=== JOB A ===
Answer these questions from the passage on OTAs and hotels below:
(i) What amount were Expedia's technology costs close to in 2017?
(ii) Which word's mentions in annual reports does the passage use to illustrate OTAs' technology focus?
(iii) According to the passage, what might technical talent do at a hotel?

=== DOCUMENT TEXT ===
————
OTAs are technology companies that invest heavily in technology and R&I. As we mentioned earlier, Expedia’s technology costs were close to $1 billion in 2017, while hotels don’t even highlight this cost item in their annual results. A grossly unscientific illustration of the greater technology focus that OTAs have is by looking at the number of times that the word “technology” is mentioned in annual reports.

2.2. Technical Talent (Engineering - Marketing - Product)

The best possible technical talent would more naturally gravitate to an OTA (where they will be the stars) than to a hotel (where they might provide a service to the stars). Top engineering, marketing and product professionals are seduced by complex systems, large amounts of data, cutting edge innovation, AI, machine learning, multi platforms, multi devices, top-class colleagues, etc… In short, an OTA is a very attractive playground for technical resources and OTAs could have a considerable advantage over hotels in hiring these specialized resources.
————
=== JOB B ===
Pull out every line of the entries below that contains the string "dark", where case counts.

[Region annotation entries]
————
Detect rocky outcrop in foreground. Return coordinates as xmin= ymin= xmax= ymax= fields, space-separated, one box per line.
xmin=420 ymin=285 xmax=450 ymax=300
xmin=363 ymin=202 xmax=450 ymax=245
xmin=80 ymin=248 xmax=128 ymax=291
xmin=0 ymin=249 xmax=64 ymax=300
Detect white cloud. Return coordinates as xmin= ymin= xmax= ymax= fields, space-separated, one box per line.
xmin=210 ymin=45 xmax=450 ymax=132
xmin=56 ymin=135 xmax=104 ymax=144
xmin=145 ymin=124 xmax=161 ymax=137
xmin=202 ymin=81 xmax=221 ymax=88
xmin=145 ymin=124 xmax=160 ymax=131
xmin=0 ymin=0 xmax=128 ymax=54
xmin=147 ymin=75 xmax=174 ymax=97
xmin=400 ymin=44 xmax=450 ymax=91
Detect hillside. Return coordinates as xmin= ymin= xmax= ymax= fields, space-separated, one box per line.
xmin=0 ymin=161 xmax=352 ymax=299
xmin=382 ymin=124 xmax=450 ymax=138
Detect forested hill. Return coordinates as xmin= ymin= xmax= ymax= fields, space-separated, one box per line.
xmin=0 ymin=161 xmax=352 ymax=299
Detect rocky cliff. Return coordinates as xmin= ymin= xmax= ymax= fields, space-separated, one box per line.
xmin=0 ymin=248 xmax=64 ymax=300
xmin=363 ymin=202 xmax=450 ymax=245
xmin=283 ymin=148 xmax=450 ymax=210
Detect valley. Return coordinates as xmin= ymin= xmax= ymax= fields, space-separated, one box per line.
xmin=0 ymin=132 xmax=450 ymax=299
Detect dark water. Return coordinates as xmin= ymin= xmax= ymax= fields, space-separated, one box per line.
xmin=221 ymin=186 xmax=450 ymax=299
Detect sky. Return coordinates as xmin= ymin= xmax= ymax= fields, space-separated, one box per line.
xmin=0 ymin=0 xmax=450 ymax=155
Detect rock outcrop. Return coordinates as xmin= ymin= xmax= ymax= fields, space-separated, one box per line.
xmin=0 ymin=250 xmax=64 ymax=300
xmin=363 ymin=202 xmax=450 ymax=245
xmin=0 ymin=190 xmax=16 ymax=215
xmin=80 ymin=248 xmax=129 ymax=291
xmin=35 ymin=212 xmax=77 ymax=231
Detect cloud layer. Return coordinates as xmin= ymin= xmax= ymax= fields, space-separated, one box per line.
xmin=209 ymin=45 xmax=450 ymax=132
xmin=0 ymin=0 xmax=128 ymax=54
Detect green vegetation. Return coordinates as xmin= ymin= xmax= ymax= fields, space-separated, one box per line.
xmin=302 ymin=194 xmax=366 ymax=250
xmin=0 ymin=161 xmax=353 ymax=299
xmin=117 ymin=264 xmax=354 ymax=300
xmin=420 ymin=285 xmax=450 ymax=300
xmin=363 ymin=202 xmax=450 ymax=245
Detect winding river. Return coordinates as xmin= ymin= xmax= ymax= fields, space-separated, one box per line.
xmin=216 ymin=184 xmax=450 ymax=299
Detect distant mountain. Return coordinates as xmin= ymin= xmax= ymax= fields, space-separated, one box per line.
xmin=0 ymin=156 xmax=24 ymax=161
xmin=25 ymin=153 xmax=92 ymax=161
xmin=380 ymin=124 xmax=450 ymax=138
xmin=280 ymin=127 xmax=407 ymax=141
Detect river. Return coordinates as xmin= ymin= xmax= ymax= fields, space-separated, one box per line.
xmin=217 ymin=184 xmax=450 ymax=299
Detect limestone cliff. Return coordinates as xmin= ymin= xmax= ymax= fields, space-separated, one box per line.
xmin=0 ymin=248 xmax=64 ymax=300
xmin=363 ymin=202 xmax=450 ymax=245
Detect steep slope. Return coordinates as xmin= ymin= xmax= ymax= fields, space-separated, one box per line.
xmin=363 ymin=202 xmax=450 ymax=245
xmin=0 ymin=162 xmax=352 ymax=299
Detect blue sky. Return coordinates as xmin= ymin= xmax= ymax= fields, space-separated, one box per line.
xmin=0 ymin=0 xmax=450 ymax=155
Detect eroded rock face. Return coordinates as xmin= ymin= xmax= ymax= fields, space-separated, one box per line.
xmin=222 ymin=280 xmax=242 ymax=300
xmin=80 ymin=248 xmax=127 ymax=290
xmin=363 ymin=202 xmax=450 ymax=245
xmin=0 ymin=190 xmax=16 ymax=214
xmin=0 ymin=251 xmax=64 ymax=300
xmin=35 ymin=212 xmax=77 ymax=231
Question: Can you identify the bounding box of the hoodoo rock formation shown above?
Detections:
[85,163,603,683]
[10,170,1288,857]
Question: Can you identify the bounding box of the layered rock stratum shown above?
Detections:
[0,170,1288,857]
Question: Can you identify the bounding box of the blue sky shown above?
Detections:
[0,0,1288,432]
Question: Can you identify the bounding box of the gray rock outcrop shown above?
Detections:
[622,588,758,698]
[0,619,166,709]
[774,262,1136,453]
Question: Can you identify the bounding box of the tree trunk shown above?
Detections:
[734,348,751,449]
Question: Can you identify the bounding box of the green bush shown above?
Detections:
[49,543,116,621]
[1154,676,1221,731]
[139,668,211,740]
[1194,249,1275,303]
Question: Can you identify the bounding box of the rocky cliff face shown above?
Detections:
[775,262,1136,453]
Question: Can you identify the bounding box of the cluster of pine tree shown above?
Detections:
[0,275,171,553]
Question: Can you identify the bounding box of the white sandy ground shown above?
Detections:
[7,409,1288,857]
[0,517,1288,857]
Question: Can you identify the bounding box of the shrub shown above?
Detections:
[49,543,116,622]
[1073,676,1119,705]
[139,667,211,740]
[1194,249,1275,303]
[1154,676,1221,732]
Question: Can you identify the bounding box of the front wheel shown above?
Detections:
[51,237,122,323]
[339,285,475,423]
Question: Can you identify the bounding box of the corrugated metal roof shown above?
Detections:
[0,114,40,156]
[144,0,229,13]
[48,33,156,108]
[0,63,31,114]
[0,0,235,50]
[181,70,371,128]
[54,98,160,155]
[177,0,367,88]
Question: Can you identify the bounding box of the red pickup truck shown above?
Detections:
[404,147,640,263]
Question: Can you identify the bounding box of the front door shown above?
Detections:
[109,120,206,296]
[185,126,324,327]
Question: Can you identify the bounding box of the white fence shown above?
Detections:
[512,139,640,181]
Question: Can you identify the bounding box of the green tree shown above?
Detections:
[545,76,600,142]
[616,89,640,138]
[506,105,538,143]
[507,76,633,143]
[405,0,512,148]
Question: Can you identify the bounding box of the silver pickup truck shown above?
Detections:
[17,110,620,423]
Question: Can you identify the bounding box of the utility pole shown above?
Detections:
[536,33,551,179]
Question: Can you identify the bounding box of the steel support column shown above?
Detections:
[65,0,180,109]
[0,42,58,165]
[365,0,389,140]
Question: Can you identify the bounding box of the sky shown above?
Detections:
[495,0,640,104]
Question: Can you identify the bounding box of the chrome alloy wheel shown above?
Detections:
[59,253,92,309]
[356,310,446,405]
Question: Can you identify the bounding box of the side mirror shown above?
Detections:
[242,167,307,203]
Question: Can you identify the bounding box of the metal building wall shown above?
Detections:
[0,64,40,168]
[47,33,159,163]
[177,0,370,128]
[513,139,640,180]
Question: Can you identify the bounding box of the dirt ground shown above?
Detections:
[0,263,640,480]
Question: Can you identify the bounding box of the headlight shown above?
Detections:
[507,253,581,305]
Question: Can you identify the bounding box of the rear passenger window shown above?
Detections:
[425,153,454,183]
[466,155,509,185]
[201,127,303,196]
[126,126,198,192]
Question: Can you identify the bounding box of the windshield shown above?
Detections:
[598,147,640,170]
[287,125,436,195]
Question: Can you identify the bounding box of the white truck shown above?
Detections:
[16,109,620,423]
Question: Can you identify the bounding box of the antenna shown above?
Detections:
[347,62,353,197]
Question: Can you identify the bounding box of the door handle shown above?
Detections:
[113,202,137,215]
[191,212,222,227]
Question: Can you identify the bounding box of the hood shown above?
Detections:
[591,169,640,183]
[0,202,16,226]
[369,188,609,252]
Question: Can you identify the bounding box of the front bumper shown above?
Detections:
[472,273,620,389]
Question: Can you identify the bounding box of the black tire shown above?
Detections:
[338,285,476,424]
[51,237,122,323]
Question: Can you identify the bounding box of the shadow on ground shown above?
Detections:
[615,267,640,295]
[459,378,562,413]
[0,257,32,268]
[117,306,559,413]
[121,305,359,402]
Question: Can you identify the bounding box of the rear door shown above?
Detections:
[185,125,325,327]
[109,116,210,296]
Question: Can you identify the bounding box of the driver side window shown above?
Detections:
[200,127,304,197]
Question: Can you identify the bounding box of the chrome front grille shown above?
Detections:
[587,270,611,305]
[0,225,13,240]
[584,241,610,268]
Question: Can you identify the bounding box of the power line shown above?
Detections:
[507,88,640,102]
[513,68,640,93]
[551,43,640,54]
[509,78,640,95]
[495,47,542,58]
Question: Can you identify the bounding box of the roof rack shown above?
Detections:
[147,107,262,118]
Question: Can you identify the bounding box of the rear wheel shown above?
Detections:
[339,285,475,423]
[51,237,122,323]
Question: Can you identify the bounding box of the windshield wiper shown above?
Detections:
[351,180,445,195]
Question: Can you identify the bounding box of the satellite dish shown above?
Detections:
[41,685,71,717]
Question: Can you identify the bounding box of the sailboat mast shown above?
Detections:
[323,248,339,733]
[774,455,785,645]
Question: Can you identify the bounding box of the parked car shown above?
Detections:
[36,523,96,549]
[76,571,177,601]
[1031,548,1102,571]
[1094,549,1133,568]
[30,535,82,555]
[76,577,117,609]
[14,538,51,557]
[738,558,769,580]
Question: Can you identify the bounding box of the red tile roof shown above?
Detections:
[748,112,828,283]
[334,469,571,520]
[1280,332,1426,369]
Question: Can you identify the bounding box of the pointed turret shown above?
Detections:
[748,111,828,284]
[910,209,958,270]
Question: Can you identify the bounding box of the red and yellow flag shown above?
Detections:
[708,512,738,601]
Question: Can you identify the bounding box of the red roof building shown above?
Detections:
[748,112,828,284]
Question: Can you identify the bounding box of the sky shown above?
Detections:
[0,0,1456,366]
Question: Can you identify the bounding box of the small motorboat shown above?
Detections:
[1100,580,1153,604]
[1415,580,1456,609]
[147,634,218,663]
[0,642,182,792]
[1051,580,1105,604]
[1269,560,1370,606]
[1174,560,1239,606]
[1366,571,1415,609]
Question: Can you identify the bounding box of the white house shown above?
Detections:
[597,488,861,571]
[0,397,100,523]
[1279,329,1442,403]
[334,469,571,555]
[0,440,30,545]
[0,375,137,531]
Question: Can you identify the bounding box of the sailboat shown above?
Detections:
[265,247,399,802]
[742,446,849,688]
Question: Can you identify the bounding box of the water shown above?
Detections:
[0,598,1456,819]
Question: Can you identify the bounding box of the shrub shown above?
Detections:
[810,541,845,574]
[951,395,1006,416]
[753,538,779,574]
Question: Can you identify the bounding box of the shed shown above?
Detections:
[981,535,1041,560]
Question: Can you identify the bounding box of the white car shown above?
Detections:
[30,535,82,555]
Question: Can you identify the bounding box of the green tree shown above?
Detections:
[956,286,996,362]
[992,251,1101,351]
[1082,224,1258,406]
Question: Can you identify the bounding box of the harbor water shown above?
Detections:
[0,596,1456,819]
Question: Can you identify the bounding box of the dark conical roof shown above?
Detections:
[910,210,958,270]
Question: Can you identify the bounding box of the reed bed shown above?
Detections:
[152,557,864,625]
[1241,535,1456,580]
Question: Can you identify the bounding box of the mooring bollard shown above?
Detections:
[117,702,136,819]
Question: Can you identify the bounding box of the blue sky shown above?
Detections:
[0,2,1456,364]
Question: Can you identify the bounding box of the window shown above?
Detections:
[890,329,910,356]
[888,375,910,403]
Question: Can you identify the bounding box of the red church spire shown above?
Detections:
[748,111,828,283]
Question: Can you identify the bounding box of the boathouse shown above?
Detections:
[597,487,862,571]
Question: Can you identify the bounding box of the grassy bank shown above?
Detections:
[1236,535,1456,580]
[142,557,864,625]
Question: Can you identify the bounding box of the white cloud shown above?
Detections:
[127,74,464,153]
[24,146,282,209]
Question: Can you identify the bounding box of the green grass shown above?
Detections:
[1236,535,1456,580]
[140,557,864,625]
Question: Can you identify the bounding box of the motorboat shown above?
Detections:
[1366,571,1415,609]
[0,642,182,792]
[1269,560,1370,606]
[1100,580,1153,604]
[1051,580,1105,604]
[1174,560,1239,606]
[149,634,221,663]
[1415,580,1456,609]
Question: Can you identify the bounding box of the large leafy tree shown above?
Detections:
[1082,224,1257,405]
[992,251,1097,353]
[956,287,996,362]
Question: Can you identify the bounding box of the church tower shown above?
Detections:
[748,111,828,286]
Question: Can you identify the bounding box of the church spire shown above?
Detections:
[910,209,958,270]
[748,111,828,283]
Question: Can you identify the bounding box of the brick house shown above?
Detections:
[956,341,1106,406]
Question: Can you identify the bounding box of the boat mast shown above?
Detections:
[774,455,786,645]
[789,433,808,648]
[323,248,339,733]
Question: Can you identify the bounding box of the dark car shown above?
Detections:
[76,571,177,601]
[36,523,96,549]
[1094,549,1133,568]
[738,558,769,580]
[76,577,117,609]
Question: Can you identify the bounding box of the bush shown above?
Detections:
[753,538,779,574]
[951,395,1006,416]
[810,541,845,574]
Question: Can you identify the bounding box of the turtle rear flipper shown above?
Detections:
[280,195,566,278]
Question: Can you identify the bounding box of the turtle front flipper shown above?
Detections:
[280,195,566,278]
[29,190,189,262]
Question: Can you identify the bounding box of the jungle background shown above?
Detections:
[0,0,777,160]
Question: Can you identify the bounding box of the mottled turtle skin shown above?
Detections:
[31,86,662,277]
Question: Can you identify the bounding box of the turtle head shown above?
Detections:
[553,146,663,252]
————
=== EXERCISE ANSWER A ===
(i) $1 billion
(ii) "technology"
(iii) Provide a service to the stars

=== EXERCISE ANSWER B ===
Detect dark water. Return coordinates as xmin= ymin= xmax= ymax= fields, space-separated, one box per line.
Question: Can you identify the bounding box of the dark conical roof shown above?
Question: Can you identify the bounding box of the dark car shown above?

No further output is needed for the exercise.